:: Document text ::
This is a novel about `somebody who woke up one Wednesday or Thursday to discover that there was apparently not one other person left in the world'. This is a novel of `inconsequential perplexities' and has the Laingian ethos that `there is no better way of being sane and free from anxiety than by being mad'.
This is a novel whose style appears (poorly) influenced by the work of Gordon Lish and, if not, then certainly - via existentialism - Samuel Beckett. Markson tries to evoke the absurdity of everyday life by relating the essentials of any one moment through a mass of intellectual trivia.
As examples, and in attempting to reflect the troubled nature of the central female character's mind, he will tell you what Spinoza did to spiders; the birth date of Picasso; how Anna Karenina's cat died; and the classical film roles of Katherine Hepburn. Bizarre events and the behaviour of an eclectic mix of artists can be found here. If you are looking for some sort of plot and want a `story', it's also here, but no more than four or so pages in length and scattered finely like so much powder, over the novel's 240 pages.
:::
:: Excerpted records ::
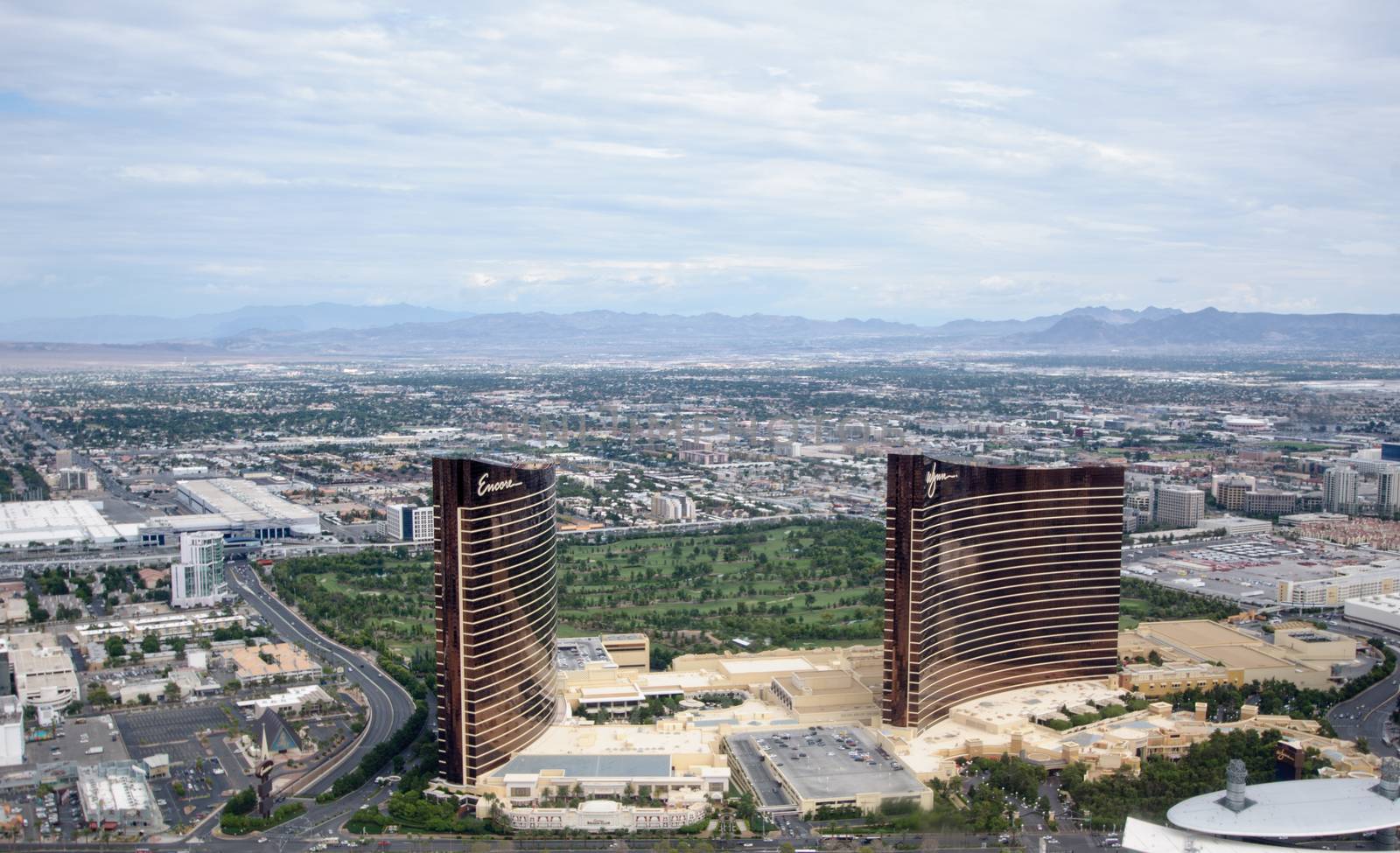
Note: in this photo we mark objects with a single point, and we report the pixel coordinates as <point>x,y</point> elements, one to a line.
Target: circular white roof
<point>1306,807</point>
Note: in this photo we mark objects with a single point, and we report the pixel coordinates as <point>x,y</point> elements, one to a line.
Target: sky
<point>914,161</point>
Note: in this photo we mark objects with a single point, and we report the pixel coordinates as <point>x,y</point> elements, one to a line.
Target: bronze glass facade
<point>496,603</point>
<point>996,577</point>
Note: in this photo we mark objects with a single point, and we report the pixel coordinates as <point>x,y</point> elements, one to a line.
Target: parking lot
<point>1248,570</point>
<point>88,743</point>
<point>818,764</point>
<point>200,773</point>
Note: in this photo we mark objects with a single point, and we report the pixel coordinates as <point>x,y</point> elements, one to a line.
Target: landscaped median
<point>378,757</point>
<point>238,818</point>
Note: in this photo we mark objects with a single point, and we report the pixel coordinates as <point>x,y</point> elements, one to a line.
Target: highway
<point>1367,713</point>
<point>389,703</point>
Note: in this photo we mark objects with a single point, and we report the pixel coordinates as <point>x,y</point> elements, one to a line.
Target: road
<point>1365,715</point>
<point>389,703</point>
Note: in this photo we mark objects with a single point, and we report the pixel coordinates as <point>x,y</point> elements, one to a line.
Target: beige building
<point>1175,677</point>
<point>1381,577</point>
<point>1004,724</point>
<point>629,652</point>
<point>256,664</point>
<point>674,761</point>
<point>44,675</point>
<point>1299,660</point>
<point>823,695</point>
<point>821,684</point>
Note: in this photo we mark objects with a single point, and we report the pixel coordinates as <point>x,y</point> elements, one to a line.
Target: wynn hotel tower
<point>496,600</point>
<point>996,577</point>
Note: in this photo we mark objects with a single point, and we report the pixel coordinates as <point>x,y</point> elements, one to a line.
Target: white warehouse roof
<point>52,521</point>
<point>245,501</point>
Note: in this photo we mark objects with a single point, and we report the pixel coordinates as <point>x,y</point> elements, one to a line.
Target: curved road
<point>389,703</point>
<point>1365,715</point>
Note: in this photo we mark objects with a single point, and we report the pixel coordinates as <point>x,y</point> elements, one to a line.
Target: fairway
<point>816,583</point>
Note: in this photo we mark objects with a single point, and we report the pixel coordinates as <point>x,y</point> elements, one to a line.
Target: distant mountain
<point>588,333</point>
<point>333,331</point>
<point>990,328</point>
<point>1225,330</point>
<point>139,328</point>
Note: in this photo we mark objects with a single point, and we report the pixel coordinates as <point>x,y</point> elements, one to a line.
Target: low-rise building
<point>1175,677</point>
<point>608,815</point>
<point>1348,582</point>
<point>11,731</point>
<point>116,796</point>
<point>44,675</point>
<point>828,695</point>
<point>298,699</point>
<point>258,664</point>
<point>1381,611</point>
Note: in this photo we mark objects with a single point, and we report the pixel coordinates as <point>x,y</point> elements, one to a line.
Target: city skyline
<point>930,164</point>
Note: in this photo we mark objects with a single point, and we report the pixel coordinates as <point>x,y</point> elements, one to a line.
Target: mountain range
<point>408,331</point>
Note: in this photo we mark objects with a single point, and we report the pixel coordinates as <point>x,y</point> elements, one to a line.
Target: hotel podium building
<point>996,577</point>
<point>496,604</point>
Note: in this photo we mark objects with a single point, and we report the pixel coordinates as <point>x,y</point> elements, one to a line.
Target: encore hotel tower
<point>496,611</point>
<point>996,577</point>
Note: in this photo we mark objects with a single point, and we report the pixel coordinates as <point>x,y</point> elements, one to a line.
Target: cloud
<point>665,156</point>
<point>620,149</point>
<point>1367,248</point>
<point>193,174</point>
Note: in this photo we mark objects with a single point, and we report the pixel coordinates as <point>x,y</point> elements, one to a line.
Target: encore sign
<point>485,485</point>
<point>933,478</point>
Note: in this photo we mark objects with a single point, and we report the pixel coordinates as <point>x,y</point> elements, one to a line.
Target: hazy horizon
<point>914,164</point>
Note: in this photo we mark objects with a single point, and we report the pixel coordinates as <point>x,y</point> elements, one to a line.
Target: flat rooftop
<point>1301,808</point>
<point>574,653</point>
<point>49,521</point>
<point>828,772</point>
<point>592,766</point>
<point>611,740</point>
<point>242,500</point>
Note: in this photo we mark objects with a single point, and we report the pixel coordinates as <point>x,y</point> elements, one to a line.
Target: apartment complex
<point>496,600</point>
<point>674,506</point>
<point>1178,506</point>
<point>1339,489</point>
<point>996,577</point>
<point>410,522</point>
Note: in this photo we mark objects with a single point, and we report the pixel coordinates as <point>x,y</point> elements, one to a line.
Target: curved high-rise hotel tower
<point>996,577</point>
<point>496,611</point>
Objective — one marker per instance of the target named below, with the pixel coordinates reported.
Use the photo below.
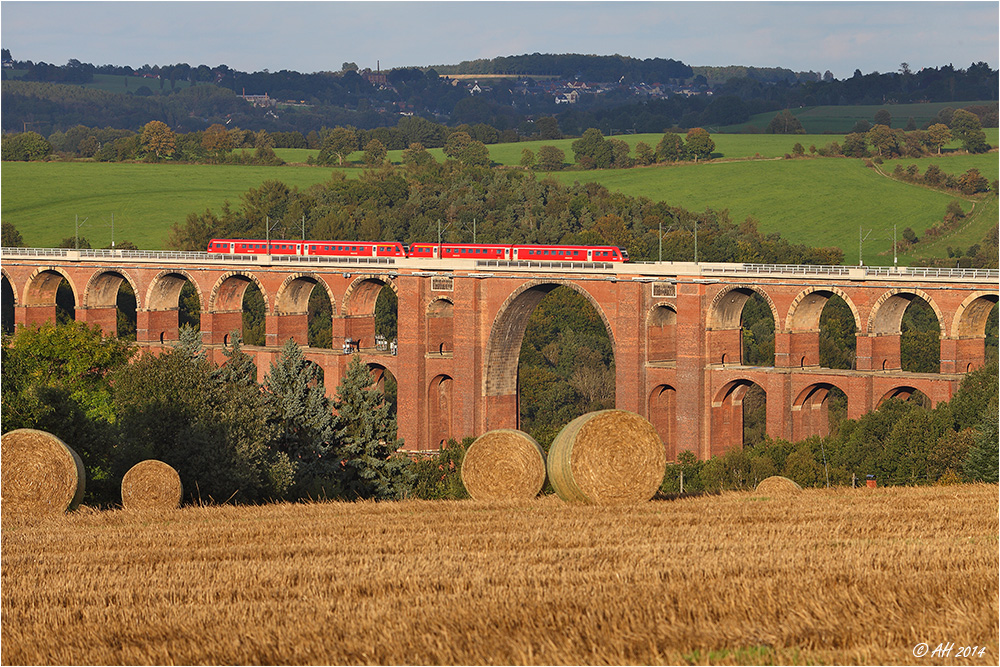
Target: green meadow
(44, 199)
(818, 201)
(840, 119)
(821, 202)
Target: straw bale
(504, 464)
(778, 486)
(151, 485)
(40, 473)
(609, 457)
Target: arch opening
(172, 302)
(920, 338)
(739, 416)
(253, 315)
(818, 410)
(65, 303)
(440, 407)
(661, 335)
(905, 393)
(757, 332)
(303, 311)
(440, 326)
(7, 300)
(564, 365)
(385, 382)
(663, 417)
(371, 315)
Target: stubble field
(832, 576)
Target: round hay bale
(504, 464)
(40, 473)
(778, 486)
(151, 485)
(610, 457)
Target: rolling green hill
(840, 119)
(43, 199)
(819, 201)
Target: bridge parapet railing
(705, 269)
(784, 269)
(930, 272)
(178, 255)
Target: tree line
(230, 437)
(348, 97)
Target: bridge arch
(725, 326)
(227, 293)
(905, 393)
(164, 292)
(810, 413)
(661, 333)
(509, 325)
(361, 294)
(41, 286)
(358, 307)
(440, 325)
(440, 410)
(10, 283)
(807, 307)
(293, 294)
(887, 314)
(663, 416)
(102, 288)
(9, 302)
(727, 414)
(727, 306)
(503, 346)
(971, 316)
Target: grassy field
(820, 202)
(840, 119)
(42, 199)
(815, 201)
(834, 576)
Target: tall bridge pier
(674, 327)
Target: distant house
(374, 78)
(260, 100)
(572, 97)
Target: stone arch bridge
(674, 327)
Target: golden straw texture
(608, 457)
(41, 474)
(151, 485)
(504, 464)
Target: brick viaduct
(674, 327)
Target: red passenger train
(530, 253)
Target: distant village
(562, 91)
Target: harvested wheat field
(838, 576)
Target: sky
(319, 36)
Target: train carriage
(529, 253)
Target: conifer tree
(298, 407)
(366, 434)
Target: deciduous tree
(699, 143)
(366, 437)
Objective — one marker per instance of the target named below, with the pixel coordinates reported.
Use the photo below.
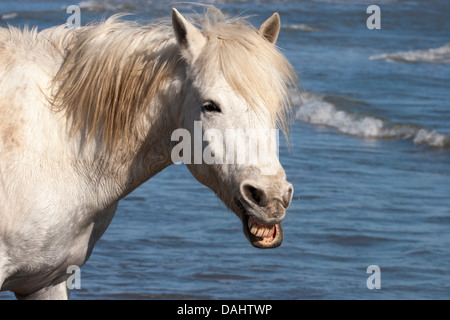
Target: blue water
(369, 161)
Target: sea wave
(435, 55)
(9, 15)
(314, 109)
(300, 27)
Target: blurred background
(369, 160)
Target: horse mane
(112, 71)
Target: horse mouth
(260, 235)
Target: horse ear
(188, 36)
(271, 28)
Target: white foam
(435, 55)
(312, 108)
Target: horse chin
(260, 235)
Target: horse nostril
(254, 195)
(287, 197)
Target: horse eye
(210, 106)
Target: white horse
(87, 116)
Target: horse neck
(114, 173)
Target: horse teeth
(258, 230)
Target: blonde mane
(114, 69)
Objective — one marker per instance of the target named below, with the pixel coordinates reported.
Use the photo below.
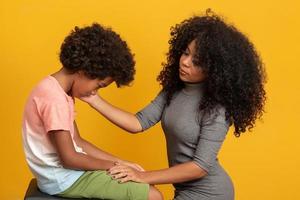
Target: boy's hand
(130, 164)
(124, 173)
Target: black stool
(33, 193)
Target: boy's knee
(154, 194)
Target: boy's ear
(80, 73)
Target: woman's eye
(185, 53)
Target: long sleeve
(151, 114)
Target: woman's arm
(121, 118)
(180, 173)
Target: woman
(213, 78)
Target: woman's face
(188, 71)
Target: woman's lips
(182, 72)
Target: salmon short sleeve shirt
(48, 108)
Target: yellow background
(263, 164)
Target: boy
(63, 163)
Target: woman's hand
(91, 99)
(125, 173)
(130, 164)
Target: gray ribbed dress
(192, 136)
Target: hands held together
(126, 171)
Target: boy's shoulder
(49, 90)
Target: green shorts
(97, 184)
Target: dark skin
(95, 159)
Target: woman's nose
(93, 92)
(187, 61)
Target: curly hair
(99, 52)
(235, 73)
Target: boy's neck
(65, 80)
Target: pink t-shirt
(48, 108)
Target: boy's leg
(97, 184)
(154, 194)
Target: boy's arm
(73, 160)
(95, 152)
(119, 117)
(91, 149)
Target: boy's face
:::
■ **Tasks to carry out**
a: Write out the review of Markson's novel again, everything from "This is a novel whose" down to "novel's 240 pages.", changing "Spinoza" to "Descartes".
b: Answer these from the review of Markson's novel:
(i) On which days of the week might the central character have woken to find no one else left in the world?
(ii) Whose birth date does the novel mention?
(iii) How many pages long is the novel?
c: Continue the review of Markson's novel from where it stops.

■ **Answers given**
a:
This is a novel whose style appears (poorly) influenced by the work of Gordon Lish and, if not, then certainly - via existentialism - Samuel Beckett. Markson tries to evoke the absurdity of everyday life by relating the essentials of any one moment through a mass of intellectual trivia.
As examples, and in attempting to reflect the troubled nature of the central female character's mind, he will tell you what Descartes did to spiders; the birth date of Picasso; how Anna Karenina's cat died; and the classical film roles of Katherine Hepburn. Bizarre events and the behaviour of an eclectic mix of artists can be found here. If you are looking for some sort of plot and want a `story', it's also here, but no more than four or so pages in length and scattered finely like so much powder, over the novel's 240 pages.

b:
(i) Wednesday or Thursday
(ii) Picasso's
(iii) 240

c:
The main character is a woman, once a painter and married, who leaves her husband before everybody else, it seems, just disappears. For more than a decade she journeys, looking for other people.
The tale is spun in the form of a monologue, sometimes resembling those of the characters in Beckett's plays (most notably Winnie's in `Happy Days'). Yet the brilliance of Beckett - through his ability to capture the aching tedium and relentless repetitions of daily life - in an exact, sad, darkly humorous way - does not rub off on Markson: instead, he is encyclopaedic; a trivia quiz; an existential void - and here is proof, in the form of his fourth novel: nothingness.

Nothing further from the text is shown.